Publié le 17 janvier 2018 à 20h39 - Dernière mise à jour le 9 juin 2023 à 21h56
« Tout ce que vous voulez », pièce signée Matthieu Delaporte et Alexandre de la Patellière, est une machine de guerre ! Les mots tombent, les situations s’enchaînent, les répliques fusent, et on y applique à la lettre ce principe énoncé par un des personnages : «Au théâtre, le dialogue c’est pas du bavardage, c’est de l’action.» Après «Le prénom» et «Un dîner d’adieu», les deux auteurs nous offrent avec «Tout ce que vous voulez», que l’on peut voir jusqu’à dimanche au Théâtre du Gymnase une comédie puissante, drôle, émouvante, rythmée, intelligente, tendue à l’extrême, et d’une efficacité redoutable. Un spectacle qui fait aimer la vie et qui rend heureux. Les deux complices en écriture étant au théâtre ce que sont au cinéma Eric Toledano et Olivier Nakache (les réalisateurs d’«Intouchables», et «Les jours heureux») : des faiseurs de joie qui ont «le sens de la fête» et qui ont assimilé que l’on peut faire rire sur des sujets sérieux. Après la famille («Le Prénom») et les amis (« Un dîner d’adieu»), nos deux compères s’attaquent au couple. Vaste programme traité comme le feraient Pirandello et Molière par un jeu de «théâtre dans le théâtre». Dramaturge Lucie Arnaud, enfance à la Zola (on verra pourquoi), rentre en contact, par fuite d’eau interposée, à son voisin du dessous un certain Thomas Moreau, enfance très «Spirou», sans éclats de voix avec harmonie en bandoulière et barbecues à Chatenay-Malabry, cité paisible immortalisée par Vincent Delerm dans l’une de ses chansons. Venant réclamer des comptes quant à son salon inondé par sa charmante écrivaine, notre bonhomme se voit reçu comme un chien dans un jeu de quilles, Lucie dégainant son carnet de chèques prête à tout rembourser du moment que celui qu’elle qualifie d’intrus rejoigne son intérieur-piscine. Bien sûr, les choses n’en resteront pas là, et Lucie, en panne d’inspiration quant à la rédaction de sa nouvelle pièce où son mari Daniel Ferrand, acteur à succès est parti prenante.

══════

§ Travail à faire: Poursuivez la critique de la pièce « Tout ce que vous voulez » en reprenant juste après sa dernière phrase.

[Entrées répertoriées dans un jeu de données]

══════

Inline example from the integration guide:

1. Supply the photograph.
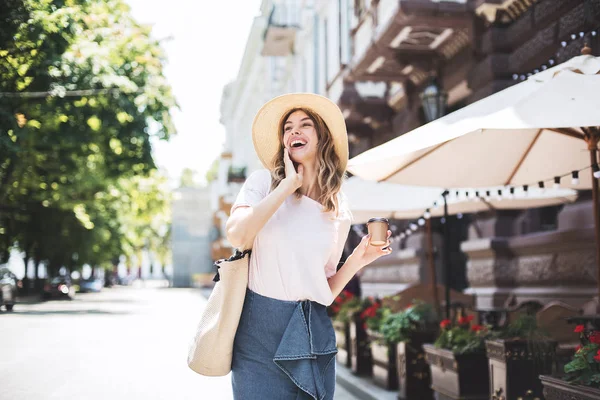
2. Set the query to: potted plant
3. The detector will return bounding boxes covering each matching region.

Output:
[485,313,556,399]
[423,316,490,400]
[361,302,398,390]
[380,301,437,400]
[340,297,381,376]
[328,290,356,367]
[540,325,600,400]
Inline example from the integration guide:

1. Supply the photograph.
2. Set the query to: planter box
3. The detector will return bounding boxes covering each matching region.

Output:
[333,321,351,368]
[396,330,437,400]
[540,375,600,400]
[367,330,398,390]
[350,313,373,376]
[423,344,490,400]
[485,339,556,399]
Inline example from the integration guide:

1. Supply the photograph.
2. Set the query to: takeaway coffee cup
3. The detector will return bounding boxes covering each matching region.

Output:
[367,218,389,246]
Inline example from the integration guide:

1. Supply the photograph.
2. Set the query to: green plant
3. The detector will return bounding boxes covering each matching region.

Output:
[493,313,550,341]
[336,297,380,322]
[434,316,491,354]
[379,302,436,344]
[360,301,391,332]
[565,325,600,387]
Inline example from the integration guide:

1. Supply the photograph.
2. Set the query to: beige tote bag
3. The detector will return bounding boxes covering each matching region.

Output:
[188,250,251,376]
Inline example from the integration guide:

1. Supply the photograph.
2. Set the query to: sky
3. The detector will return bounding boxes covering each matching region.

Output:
[126,0,260,187]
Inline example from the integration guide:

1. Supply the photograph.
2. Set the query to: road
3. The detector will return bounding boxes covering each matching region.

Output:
[0,287,354,400]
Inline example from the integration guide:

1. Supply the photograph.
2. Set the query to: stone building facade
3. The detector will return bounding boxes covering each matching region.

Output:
[215,0,600,308]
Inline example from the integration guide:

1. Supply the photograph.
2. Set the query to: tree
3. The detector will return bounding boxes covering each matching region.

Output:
[0,0,176,284]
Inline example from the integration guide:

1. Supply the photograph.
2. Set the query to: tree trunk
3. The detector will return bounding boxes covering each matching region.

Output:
[33,256,43,293]
[22,250,31,294]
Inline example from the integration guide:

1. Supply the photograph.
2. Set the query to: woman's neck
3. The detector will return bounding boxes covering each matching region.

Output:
[300,163,321,201]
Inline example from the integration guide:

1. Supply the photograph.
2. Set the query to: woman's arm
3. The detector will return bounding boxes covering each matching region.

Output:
[328,231,392,299]
[225,179,296,249]
[225,149,304,249]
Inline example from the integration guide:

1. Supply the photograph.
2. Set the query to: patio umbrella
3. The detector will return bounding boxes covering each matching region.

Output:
[343,177,577,315]
[348,50,600,304]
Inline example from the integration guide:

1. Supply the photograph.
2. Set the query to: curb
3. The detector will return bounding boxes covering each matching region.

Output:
[335,364,398,400]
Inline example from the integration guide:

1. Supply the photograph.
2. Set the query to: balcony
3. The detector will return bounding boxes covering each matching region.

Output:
[261,4,300,57]
[327,69,393,153]
[475,0,538,24]
[351,0,473,85]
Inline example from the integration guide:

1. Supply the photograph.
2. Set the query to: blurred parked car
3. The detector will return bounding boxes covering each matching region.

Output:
[79,278,104,293]
[42,276,75,300]
[0,267,17,311]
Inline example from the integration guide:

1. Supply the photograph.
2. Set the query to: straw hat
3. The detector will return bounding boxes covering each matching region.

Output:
[252,93,348,171]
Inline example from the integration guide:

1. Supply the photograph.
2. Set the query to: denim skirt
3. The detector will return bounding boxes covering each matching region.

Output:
[231,289,337,400]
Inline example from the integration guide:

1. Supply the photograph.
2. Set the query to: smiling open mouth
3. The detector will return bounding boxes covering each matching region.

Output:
[290,140,306,149]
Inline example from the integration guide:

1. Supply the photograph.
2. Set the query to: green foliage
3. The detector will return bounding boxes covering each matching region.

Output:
[361,303,392,332]
[565,325,600,388]
[379,301,436,343]
[335,297,377,322]
[434,317,491,354]
[0,0,176,268]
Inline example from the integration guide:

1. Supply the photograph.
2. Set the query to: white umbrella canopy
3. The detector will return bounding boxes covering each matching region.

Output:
[343,177,577,224]
[342,177,443,224]
[393,187,577,219]
[348,55,600,189]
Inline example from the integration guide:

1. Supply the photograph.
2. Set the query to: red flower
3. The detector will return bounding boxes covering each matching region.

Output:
[440,319,452,329]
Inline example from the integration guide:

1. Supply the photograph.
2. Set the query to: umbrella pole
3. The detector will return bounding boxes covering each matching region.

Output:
[442,191,452,319]
[589,147,600,311]
[427,218,442,318]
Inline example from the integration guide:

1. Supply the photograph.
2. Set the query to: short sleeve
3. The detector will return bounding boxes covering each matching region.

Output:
[231,169,271,213]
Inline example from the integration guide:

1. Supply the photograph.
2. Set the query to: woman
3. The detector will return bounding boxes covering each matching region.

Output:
[226,93,391,400]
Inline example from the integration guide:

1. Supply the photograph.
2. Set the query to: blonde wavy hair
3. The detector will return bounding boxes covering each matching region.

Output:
[271,107,345,216]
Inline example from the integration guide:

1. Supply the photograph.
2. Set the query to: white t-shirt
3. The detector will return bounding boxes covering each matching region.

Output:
[231,169,351,306]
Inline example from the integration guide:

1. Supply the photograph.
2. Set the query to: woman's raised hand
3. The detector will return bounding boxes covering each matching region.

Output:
[283,148,304,192]
[348,231,392,268]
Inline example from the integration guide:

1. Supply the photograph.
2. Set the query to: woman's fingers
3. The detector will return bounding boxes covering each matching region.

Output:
[283,147,294,169]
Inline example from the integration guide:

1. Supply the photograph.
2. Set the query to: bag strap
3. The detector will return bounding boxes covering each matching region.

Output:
[213,249,252,282]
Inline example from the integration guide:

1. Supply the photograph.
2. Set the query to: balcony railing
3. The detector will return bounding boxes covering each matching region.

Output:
[261,4,301,56]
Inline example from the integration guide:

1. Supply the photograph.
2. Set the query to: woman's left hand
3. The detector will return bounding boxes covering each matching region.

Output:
[349,231,392,268]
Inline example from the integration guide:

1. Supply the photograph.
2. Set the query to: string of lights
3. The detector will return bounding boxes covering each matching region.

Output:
[512,28,600,81]
[0,86,144,99]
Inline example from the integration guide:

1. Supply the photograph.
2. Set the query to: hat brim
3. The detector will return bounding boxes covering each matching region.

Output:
[252,93,349,171]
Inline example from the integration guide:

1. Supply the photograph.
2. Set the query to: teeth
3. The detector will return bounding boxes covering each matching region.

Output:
[291,140,306,146]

══════

§ Réponse attendue:
Assistance à auteur en danger
S’ensuit un dialogue nourri de moult éclats de voix au départ, puis fait, au fur et à mesure, d’échanges complices où chacun dévoilera une part de sa vie intime passée et de ses souvenirs (Thomas évoquera sa femme morte d’un cancer), où il sera démontré au final qu’«être auteur, c’est être libre». Joyeuse comédie sur fond de mélancolie et de douleur rentrée, «Tout ce que vous voulez» pourrait s’appeler «Assistance à auteur en danger». Mais, il est parfois risqué de porter secours à un dramaturge en détresse d’inspiration. Celui-ci étant comme un romancier un pilleur de vies, on peut retrouver ensuite ses propos retranscris dans sa pièce, tout comme le voir utiliser les moments passés avec lui dans l’une des scènes de sa comédie. Avec brio, Arnaud de la Pattelière et Matthieu Delaporte jouent avec ces codes, et nous promènent dans une histoire d’amour à retardement, truffée de mots d’auteur, de situations burlesques, et de poésie. Un récit, plus profond qu’il n’y paraît, qui s’apparente à bien des égards aux meilleures comédies de Billy Wilder. C’est dire à quel niveau on se situe ! En revanche si la mise en scène de Bernard Murat ne brille pas par son aspect révolutionnaire, (c’est solide mais pas surprenant), l’absence de prise de risques est contrebalancée au final par une ingénieuse présentation de ce «théâtre dans le théâtre» qui est un des moteurs de la narration. Avec en prime un beau décor signé Nicolas Sire et une musique additionnelle très somptueusement glamour que l’on doit à Benjamin Murat.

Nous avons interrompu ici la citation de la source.